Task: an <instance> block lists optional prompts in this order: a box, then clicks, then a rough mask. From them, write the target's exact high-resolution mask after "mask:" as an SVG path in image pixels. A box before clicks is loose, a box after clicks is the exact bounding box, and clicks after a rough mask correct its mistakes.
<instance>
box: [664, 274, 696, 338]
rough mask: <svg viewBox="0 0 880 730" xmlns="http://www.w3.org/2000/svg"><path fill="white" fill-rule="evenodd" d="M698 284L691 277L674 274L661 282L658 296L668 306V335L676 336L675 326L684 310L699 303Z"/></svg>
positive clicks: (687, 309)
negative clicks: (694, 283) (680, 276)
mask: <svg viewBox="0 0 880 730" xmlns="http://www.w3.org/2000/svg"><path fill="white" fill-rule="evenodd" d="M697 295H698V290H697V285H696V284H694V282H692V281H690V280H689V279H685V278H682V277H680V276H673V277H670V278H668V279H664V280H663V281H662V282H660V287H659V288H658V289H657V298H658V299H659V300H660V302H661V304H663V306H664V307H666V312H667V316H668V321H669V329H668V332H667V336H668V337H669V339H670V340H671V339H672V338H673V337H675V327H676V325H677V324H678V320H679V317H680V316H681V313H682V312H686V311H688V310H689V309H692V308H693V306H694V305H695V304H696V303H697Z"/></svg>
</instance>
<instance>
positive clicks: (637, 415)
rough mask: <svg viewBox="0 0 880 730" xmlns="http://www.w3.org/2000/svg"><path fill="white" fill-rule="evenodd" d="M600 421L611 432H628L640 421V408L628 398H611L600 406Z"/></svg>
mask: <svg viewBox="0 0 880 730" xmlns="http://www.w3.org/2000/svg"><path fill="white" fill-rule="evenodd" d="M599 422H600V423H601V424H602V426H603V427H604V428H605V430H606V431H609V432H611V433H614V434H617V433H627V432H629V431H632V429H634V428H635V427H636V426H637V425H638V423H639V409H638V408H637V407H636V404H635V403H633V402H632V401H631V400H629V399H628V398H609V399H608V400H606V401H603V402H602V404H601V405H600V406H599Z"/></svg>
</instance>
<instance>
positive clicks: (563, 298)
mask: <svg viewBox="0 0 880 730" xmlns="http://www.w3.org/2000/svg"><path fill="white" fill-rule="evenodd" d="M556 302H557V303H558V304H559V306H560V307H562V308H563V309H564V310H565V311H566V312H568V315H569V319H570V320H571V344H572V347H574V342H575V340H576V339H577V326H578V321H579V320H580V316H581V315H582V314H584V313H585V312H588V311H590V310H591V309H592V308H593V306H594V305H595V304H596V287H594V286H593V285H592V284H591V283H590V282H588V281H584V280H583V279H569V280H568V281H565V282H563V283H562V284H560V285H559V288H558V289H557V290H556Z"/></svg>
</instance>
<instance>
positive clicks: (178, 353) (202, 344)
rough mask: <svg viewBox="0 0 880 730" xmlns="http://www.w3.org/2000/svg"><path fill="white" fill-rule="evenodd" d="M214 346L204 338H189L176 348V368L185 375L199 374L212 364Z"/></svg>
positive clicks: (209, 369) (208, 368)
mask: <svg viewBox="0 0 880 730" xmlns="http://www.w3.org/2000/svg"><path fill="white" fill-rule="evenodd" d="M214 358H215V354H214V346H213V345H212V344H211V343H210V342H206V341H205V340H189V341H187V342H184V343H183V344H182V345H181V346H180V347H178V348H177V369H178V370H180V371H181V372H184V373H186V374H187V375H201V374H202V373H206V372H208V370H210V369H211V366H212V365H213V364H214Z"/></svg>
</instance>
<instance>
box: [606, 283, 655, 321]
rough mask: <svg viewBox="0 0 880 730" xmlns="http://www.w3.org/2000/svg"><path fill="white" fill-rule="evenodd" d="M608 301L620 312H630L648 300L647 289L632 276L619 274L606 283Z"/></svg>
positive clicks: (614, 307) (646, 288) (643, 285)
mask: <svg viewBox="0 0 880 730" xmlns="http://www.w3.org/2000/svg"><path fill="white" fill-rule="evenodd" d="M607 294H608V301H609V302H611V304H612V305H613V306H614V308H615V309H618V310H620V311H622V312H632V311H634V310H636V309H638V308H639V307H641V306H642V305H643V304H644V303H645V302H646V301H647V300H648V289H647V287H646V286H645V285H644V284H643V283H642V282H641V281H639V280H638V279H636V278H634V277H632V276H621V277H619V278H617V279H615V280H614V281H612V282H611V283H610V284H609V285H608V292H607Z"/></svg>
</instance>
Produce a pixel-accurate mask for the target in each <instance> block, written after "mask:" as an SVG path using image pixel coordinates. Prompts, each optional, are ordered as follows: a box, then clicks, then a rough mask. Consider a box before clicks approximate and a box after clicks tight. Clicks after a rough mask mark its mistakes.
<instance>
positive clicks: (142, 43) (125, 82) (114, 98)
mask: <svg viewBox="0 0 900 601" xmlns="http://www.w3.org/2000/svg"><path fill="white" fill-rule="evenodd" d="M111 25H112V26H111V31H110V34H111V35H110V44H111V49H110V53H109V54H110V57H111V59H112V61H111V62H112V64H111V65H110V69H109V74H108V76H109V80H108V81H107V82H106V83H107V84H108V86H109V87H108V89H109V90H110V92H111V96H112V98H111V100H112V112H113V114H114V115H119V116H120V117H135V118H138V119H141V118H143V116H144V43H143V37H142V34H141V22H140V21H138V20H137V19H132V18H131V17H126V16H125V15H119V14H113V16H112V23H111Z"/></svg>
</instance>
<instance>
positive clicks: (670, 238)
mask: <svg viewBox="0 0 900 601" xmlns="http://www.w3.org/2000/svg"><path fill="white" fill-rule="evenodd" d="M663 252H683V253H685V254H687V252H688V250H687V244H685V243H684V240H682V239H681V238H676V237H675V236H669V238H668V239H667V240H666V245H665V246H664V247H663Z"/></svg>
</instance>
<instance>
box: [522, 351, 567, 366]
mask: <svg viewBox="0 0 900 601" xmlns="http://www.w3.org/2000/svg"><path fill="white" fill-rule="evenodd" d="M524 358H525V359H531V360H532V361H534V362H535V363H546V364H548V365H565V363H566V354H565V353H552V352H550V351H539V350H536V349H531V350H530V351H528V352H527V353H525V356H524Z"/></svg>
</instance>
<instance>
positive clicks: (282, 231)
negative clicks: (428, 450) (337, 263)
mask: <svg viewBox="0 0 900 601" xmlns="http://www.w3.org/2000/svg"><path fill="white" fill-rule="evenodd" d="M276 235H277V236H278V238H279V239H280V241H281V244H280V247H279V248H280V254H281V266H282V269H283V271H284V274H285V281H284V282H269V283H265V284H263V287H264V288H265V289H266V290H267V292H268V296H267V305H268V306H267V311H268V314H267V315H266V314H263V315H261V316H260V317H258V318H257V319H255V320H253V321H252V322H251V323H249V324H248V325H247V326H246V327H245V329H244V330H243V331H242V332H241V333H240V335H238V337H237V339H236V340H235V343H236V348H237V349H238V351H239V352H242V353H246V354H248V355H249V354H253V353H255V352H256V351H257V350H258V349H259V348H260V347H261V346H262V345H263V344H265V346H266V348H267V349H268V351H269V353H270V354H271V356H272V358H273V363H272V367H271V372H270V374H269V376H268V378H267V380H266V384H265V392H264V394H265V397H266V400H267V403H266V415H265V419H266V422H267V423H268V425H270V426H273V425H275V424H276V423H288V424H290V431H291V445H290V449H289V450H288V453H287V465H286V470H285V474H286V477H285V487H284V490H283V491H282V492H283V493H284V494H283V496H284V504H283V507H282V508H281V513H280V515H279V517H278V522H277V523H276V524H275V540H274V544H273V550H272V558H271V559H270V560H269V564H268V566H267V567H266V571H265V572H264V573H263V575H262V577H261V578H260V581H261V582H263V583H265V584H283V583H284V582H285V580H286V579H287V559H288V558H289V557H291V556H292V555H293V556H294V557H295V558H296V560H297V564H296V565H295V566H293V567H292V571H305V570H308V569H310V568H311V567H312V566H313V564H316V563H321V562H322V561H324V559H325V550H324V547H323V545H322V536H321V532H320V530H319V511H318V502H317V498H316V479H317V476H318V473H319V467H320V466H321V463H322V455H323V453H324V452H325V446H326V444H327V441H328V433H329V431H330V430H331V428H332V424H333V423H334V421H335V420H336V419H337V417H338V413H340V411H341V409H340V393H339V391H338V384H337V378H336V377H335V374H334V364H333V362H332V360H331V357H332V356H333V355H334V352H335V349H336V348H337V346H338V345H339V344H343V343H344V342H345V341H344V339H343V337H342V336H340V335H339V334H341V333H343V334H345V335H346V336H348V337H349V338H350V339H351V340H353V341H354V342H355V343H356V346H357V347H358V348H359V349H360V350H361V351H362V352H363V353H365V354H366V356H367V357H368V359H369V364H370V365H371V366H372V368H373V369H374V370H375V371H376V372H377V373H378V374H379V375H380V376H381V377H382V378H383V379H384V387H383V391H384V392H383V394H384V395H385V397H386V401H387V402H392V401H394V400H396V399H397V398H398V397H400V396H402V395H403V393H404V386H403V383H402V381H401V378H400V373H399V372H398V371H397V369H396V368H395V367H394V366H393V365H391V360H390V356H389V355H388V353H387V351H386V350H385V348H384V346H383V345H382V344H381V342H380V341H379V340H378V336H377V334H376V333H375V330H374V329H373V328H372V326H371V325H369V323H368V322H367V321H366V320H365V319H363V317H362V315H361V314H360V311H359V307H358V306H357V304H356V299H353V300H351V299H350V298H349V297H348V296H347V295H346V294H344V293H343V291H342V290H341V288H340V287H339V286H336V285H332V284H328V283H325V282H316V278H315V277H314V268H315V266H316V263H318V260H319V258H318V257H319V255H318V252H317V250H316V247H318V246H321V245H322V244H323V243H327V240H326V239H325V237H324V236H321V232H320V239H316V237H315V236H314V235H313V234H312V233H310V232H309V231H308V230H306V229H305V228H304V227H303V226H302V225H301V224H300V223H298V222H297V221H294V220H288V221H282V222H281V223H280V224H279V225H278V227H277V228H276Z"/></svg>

········

About this task - Switch "rough mask" to "draft mask" in the first line through the line holding "positive clicks: (687, 309)", both included. Give back only those lines, with nothing else changed.

Output for this task -
Task: an <instance> block lists optional prompts in this order: a box, then clicks, then a draft mask. From them, write the target's exact high-resolution mask after "mask:" as an SVG path in image pixels. A box before clicks is loose, a box after clicks is the exact bounding box, and clicks after a draft mask correct its mistakes.
<instance>
box: [664, 274, 696, 338]
draft mask: <svg viewBox="0 0 880 730" xmlns="http://www.w3.org/2000/svg"><path fill="white" fill-rule="evenodd" d="M698 284L691 277L674 274L661 282L658 296L668 306V335L676 336L675 326L684 310L699 303Z"/></svg>
positive clicks: (687, 309)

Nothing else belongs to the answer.